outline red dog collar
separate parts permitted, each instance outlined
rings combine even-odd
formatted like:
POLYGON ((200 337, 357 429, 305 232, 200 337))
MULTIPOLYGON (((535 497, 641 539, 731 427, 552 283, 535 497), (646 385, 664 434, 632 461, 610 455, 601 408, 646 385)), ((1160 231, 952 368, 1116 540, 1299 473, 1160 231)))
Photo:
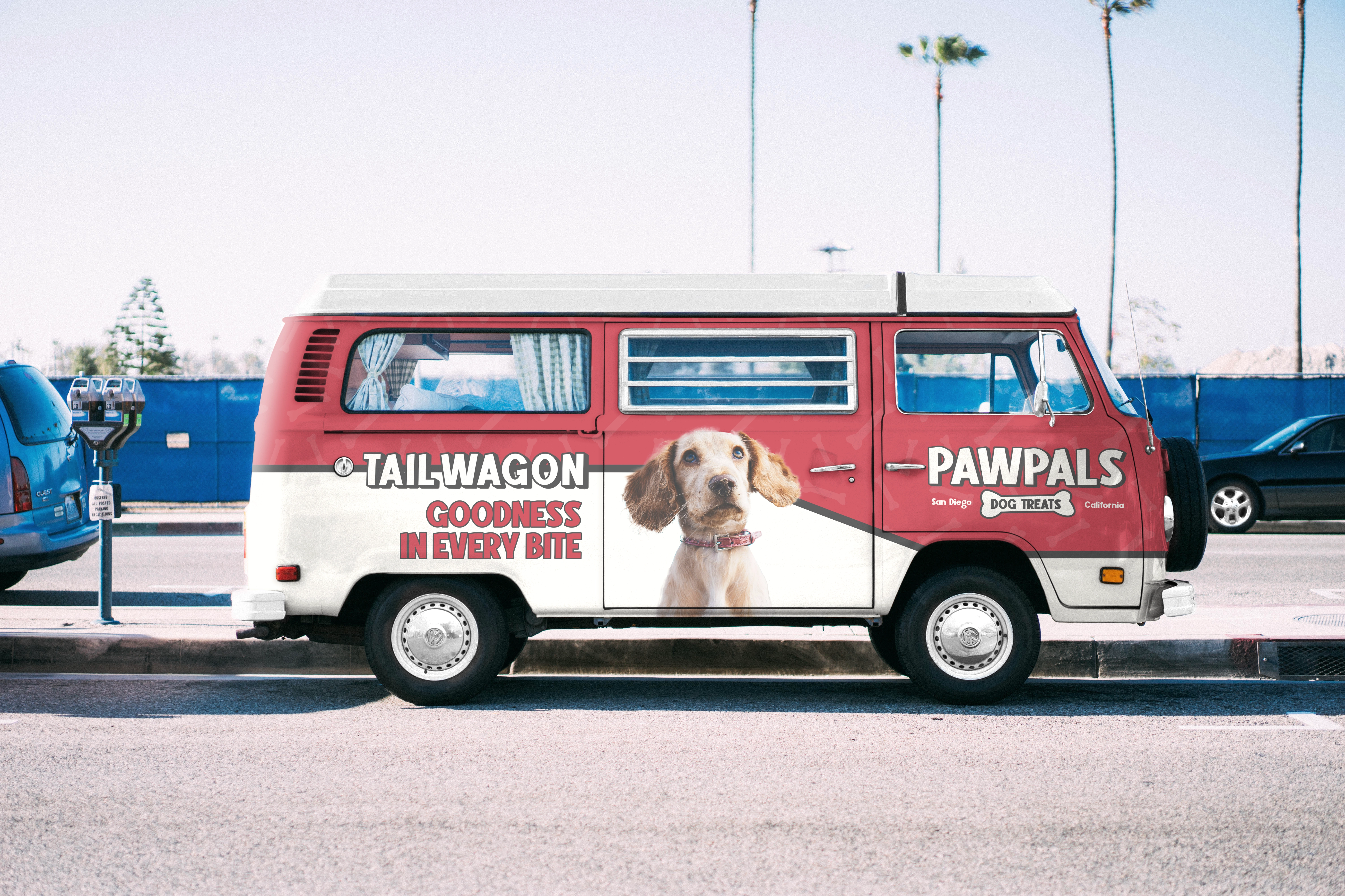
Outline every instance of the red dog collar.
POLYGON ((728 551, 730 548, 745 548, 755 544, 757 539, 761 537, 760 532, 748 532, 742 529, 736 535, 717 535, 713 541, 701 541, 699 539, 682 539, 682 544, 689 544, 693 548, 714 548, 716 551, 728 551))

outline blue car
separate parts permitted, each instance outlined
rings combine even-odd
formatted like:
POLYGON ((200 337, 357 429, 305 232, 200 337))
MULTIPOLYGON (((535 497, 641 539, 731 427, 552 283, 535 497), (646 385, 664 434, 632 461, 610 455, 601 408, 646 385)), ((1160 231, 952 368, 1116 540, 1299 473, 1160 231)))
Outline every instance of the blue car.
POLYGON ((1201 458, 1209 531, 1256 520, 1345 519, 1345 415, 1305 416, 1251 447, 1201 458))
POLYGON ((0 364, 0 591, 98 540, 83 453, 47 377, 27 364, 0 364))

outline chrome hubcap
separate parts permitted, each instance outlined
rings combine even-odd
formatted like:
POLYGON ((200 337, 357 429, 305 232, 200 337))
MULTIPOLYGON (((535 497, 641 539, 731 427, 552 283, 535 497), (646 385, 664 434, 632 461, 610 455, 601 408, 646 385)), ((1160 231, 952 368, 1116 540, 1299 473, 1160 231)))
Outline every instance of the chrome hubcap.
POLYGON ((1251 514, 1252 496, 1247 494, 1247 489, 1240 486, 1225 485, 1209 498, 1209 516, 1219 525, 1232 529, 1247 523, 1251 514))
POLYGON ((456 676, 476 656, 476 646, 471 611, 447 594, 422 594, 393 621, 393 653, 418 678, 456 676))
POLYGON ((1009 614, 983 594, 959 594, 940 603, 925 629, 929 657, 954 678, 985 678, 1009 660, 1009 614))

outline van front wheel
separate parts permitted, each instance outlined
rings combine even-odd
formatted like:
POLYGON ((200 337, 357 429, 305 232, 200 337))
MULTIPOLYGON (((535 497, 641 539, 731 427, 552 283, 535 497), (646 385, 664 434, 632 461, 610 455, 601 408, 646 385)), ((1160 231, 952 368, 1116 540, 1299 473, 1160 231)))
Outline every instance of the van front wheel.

====================

Render every line of the records above as a JSON list of strings, one string per line, skipping blank lines and leaving out the pictures.

EXPECTED OUTPUT
[
  "outline red dog collar",
  "separate parts permitted, each instance outlined",
  "rings combine even-odd",
  "formatted like:",
  "POLYGON ((200 337, 357 429, 305 232, 200 337))",
  "MULTIPOLYGON (((535 497, 641 539, 731 427, 552 283, 535 497), (646 385, 664 434, 632 461, 610 455, 601 408, 646 385)), ((1160 231, 952 368, 1116 540, 1299 473, 1160 231)))",
  "Photo:",
  "Outline every instance of the red dog collar.",
  "POLYGON ((728 551, 730 548, 745 548, 755 544, 757 539, 761 537, 760 532, 748 532, 742 529, 736 535, 717 535, 713 541, 701 541, 699 539, 682 539, 682 544, 689 544, 693 548, 714 548, 716 551, 728 551))",
  "outline blue car",
  "separate parts permitted, each instance outlined",
  "rings combine even-odd",
  "formatted like:",
  "POLYGON ((200 337, 357 429, 305 232, 200 337))",
  "MULTIPOLYGON (((535 497, 641 539, 731 427, 552 283, 535 497), (646 385, 664 434, 632 461, 610 455, 601 408, 646 385)), ((1160 231, 952 368, 1116 540, 1299 473, 1160 231)))",
  "Outline every instance of the blue car.",
  "POLYGON ((1201 458, 1209 531, 1256 520, 1345 519, 1345 415, 1305 416, 1251 447, 1201 458))",
  "POLYGON ((0 364, 0 591, 98 540, 83 453, 47 377, 27 364, 0 364))",
  "outline chrome hubcap",
  "separate parts permitted, each instance outlined",
  "rings combine even-odd",
  "formatted like:",
  "POLYGON ((200 337, 357 429, 305 232, 200 337))",
  "MULTIPOLYGON (((535 497, 641 539, 731 427, 552 283, 535 497), (646 385, 664 434, 632 461, 610 455, 601 408, 646 385)), ((1160 231, 952 368, 1116 540, 1299 473, 1160 231)))",
  "Outline every instance of the chrome hubcap.",
  "POLYGON ((1251 514, 1252 496, 1247 494, 1247 489, 1240 486, 1225 485, 1209 498, 1209 516, 1219 525, 1232 529, 1247 523, 1251 514))",
  "POLYGON ((456 676, 476 656, 476 646, 471 611, 447 594, 422 594, 393 621, 393 653, 418 678, 456 676))",
  "POLYGON ((1009 614, 983 594, 959 594, 940 603, 925 629, 929 657, 954 678, 985 678, 1009 660, 1009 614))",
  "outline van front wheel",
  "separate parts permitted, each instance outlined",
  "rings combine even-odd",
  "formatted like:",
  "POLYGON ((200 337, 357 429, 305 232, 200 337))",
  "MULTIPOLYGON (((535 497, 641 539, 731 427, 552 283, 535 497), (646 385, 664 434, 632 461, 610 455, 601 408, 646 385)), ((1160 231, 952 368, 1116 540, 1299 473, 1160 231)))",
  "Outline every instance of the van front wheel."
]